[Items from a dataset]
↓

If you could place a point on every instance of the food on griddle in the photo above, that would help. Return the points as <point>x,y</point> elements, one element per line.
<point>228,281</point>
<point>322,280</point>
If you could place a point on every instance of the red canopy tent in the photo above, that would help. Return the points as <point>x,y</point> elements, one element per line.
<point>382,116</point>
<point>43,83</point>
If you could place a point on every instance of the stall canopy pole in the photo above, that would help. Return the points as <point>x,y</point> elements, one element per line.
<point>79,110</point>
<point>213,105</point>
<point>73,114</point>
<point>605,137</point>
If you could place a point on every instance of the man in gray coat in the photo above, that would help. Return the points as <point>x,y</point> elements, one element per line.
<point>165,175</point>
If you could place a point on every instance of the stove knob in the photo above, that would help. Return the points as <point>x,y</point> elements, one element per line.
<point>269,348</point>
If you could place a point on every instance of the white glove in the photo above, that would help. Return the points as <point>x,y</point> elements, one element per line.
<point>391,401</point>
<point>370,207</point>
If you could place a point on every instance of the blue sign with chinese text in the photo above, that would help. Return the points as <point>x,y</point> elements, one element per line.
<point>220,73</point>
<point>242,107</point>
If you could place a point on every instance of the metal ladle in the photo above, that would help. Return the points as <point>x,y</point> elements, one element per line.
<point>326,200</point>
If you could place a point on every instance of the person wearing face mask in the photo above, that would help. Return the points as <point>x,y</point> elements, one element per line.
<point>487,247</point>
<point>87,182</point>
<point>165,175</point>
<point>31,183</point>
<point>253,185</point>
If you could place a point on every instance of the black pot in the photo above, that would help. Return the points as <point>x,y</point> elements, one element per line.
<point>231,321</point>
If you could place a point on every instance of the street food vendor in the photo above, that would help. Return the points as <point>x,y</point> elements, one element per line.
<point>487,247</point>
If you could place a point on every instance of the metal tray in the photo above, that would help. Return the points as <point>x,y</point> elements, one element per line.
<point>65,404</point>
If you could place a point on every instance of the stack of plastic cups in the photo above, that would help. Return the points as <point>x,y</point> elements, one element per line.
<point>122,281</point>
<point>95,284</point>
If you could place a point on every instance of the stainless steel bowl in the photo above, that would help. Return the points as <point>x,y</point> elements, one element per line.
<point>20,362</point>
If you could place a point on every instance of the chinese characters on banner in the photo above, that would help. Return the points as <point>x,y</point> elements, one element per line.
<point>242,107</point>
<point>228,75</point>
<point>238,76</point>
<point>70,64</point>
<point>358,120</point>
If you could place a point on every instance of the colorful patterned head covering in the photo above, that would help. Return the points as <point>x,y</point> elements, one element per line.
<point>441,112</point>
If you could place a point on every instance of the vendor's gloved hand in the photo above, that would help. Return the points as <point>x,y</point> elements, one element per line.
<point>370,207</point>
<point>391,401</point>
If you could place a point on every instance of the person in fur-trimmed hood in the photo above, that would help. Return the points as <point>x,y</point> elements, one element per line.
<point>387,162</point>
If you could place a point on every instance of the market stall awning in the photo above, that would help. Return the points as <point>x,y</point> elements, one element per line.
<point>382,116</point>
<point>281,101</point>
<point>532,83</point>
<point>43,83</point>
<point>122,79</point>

↑

■ REQUIREMENT
Reproduce the data above word for word, starting at the line containing "of the blue" and continuing down to the line containing "<point>326,200</point>", with both of those lines included.

■ TASK SOLUTION
If you could place a point on every instance of the blue sign with chinese text in the photo above, that would help. Return the points as <point>x,y</point> elements, one element per line.
<point>220,73</point>
<point>242,107</point>
If you could place a point on every instance of the metal ladle in the photo above, that would help. Return the points as <point>x,y</point> elements, one element per line.
<point>326,200</point>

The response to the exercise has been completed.